** begin **

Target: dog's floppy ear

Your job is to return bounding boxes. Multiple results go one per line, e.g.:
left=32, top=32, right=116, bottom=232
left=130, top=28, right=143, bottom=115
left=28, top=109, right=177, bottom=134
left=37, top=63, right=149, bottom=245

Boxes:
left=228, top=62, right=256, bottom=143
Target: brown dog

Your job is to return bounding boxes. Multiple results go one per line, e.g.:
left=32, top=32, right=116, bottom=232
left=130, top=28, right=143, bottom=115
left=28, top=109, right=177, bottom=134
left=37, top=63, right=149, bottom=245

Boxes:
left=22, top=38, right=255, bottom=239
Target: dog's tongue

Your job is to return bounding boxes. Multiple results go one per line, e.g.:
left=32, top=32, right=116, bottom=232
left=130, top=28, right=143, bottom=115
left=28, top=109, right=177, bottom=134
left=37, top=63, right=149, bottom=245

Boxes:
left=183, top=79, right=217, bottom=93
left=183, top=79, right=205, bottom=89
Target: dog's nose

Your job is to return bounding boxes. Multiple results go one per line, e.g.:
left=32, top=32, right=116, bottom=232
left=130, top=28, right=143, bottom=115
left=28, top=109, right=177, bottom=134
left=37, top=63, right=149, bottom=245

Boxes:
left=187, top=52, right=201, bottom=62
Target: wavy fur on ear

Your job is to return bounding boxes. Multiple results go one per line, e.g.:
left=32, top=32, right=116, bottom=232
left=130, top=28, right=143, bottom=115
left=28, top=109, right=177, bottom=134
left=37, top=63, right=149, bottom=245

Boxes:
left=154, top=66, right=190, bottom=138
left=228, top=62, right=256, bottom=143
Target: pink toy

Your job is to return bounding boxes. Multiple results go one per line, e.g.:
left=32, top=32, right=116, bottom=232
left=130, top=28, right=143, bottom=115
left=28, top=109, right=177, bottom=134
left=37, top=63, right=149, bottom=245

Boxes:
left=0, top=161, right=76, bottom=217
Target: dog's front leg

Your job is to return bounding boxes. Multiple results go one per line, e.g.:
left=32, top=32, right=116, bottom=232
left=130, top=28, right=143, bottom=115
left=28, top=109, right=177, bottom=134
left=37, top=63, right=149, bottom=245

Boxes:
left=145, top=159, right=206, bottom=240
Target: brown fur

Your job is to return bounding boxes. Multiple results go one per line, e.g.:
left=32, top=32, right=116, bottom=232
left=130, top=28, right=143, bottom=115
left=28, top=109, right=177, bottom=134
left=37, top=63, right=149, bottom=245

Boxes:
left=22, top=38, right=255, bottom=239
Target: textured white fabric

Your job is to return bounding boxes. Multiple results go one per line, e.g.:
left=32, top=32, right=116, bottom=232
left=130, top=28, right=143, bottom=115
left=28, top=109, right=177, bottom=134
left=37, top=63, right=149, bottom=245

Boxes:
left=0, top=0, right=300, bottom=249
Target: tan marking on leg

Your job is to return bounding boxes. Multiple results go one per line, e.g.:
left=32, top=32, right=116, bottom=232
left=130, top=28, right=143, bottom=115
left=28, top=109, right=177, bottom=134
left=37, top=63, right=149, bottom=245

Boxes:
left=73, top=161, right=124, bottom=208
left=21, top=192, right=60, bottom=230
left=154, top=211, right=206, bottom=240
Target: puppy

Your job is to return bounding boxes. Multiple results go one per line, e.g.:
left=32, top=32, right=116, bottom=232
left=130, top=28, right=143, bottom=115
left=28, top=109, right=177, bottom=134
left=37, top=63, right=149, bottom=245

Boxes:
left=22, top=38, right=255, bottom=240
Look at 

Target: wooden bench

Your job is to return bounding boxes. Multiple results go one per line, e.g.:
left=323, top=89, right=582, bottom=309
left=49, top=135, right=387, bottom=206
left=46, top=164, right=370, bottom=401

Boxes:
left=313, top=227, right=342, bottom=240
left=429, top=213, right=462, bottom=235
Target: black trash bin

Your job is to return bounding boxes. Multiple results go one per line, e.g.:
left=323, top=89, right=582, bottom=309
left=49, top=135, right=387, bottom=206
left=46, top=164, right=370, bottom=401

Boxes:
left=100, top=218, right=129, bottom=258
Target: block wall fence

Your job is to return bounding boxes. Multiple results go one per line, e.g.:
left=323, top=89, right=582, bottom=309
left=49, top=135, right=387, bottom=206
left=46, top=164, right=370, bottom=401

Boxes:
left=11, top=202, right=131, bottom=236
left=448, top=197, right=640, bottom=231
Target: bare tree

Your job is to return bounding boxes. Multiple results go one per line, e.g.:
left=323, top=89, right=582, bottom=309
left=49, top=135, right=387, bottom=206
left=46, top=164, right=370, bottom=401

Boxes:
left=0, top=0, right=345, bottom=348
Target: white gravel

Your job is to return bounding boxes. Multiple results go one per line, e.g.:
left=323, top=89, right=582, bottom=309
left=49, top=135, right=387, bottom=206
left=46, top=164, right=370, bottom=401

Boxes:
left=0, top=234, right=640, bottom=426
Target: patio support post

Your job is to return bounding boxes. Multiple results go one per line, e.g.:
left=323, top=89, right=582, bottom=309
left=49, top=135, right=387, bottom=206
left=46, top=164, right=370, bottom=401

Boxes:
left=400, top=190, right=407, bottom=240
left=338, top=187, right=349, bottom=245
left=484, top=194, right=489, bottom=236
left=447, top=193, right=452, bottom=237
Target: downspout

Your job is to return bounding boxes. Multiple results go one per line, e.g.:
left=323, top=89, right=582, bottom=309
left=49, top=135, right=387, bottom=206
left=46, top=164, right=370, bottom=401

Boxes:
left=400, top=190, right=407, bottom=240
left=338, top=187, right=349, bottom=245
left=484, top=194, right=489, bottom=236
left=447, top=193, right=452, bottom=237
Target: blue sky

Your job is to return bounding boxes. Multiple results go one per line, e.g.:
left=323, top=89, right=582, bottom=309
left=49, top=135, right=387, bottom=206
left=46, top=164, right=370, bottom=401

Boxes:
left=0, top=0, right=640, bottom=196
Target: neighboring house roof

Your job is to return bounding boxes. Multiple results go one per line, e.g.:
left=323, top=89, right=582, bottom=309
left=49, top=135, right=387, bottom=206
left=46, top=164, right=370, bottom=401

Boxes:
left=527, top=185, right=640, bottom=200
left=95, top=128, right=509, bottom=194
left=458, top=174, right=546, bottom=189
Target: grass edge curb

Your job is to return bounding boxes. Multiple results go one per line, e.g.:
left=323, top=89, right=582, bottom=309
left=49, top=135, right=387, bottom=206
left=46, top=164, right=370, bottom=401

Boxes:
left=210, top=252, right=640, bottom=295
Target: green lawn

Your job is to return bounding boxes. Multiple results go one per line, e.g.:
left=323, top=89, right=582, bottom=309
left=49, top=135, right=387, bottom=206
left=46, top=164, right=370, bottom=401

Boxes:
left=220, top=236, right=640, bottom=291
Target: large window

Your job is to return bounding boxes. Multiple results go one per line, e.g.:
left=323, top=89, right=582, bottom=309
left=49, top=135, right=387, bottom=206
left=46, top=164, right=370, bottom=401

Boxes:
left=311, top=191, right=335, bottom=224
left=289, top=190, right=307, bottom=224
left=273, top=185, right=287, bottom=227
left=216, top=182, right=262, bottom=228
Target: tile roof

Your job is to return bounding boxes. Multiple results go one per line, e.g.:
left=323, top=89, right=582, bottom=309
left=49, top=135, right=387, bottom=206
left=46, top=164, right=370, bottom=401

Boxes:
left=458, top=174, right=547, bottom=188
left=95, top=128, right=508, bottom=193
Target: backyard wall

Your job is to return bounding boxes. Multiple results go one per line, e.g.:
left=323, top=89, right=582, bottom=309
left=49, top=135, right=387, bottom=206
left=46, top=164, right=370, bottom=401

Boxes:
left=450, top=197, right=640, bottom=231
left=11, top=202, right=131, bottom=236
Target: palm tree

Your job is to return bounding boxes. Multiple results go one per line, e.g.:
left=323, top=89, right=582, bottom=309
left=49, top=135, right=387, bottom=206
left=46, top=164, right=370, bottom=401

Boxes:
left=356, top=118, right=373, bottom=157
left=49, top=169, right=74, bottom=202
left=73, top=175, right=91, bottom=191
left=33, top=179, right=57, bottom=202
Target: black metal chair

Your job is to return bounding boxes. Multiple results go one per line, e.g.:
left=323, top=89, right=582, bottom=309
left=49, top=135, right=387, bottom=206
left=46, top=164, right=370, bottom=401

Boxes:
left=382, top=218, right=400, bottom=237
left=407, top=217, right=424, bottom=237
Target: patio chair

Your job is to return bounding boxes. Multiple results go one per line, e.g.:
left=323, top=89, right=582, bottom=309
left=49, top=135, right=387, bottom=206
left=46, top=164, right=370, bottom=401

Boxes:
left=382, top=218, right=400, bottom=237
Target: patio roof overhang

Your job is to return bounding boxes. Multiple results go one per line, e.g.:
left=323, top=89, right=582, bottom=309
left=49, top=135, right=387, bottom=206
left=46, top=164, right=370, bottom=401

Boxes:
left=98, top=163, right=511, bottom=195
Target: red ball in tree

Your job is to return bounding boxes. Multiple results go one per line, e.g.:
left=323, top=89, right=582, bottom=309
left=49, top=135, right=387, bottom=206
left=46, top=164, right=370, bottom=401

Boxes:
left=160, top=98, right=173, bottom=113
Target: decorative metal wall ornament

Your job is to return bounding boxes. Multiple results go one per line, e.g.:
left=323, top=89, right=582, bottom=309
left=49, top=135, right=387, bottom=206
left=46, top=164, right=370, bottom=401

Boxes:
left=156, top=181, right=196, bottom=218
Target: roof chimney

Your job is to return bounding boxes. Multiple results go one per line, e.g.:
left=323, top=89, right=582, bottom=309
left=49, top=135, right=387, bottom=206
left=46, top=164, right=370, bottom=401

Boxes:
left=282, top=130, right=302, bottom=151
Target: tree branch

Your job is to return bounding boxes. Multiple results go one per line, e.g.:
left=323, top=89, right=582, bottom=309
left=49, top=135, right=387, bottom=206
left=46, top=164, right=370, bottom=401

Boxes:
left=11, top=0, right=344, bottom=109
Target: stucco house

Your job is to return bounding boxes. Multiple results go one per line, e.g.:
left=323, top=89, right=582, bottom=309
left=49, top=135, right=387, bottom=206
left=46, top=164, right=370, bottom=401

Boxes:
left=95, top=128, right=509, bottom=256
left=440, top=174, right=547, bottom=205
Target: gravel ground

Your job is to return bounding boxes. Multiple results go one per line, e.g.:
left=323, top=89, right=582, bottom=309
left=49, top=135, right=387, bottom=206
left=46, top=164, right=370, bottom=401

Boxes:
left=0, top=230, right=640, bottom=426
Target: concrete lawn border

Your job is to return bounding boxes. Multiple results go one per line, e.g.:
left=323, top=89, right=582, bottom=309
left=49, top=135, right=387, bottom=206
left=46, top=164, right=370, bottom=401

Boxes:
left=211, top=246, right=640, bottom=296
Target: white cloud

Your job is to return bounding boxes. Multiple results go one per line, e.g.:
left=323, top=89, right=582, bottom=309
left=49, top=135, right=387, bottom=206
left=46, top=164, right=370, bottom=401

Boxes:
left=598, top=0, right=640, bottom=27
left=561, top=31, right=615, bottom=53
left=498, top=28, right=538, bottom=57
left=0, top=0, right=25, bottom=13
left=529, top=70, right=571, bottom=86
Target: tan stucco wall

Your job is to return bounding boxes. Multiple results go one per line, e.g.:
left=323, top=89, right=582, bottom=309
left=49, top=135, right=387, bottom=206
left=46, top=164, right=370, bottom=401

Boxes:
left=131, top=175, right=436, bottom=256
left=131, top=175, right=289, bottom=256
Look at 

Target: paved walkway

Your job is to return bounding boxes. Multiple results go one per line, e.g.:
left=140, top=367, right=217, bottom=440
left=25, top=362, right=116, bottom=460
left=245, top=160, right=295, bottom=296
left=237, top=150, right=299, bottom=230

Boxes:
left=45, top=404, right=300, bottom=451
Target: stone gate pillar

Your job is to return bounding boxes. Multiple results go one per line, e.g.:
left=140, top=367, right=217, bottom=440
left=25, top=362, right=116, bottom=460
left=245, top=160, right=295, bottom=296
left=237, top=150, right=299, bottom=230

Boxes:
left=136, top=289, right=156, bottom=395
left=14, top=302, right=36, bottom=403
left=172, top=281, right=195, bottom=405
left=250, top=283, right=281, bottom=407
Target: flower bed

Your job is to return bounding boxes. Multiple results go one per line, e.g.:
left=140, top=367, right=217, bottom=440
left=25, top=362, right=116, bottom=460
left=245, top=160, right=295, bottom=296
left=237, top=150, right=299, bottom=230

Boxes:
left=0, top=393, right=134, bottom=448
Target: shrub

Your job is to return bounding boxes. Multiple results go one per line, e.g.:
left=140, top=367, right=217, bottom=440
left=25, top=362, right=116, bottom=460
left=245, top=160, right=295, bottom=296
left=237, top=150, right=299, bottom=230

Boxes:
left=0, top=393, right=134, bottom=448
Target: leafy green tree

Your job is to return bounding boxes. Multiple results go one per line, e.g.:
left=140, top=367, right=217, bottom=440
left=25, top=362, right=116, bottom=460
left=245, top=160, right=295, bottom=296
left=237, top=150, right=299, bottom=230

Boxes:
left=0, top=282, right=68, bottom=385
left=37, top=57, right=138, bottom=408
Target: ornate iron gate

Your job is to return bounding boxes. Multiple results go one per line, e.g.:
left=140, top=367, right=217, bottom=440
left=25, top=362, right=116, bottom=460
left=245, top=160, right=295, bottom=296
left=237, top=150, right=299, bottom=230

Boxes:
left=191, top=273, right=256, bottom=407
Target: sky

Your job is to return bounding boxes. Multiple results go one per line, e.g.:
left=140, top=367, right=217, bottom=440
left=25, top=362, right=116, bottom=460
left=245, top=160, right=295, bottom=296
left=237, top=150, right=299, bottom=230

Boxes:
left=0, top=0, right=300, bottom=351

** end **

** Aim of the exercise **
Recast the lines of the material from its start through the line containing "left=187, top=52, right=201, bottom=62", inclusive, as a numbered list, omitting blank lines.

** Answer for the task **
1. Target: dog's floppy ear
2. Your job is to return bounding boxes. Multiple results go one per line, e.g.:
3. left=32, top=32, right=116, bottom=232
4. left=130, top=28, right=143, bottom=115
5. left=28, top=109, right=177, bottom=134
6. left=37, top=63, right=149, bottom=245
7. Boxes:
8. left=228, top=62, right=256, bottom=143
9. Target: brown dog
10. Your job is to return bounding boxes. Multiple results go one per line, e.g.:
11. left=32, top=32, right=116, bottom=232
12. left=130, top=28, right=143, bottom=115
13. left=28, top=109, right=177, bottom=134
14. left=37, top=63, right=149, bottom=245
15. Boxes:
16. left=22, top=38, right=255, bottom=239
17. Target: dog's tongue
18. Your job is to return bounding boxes. Multiple results go one per line, e.g.:
19. left=32, top=32, right=116, bottom=232
20. left=130, top=28, right=143, bottom=115
21. left=28, top=109, right=177, bottom=134
22. left=37, top=63, right=149, bottom=245
23. Boxes:
24. left=183, top=79, right=217, bottom=93
25. left=183, top=79, right=205, bottom=89
26. Target: dog's nose
27. Your job is to return bounding boxes. Multiple results go one per line, e.g.:
28. left=32, top=32, right=116, bottom=232
29. left=130, top=28, right=143, bottom=115
30. left=28, top=109, right=177, bottom=134
31. left=37, top=63, right=149, bottom=245
32. Boxes:
33. left=187, top=52, right=201, bottom=62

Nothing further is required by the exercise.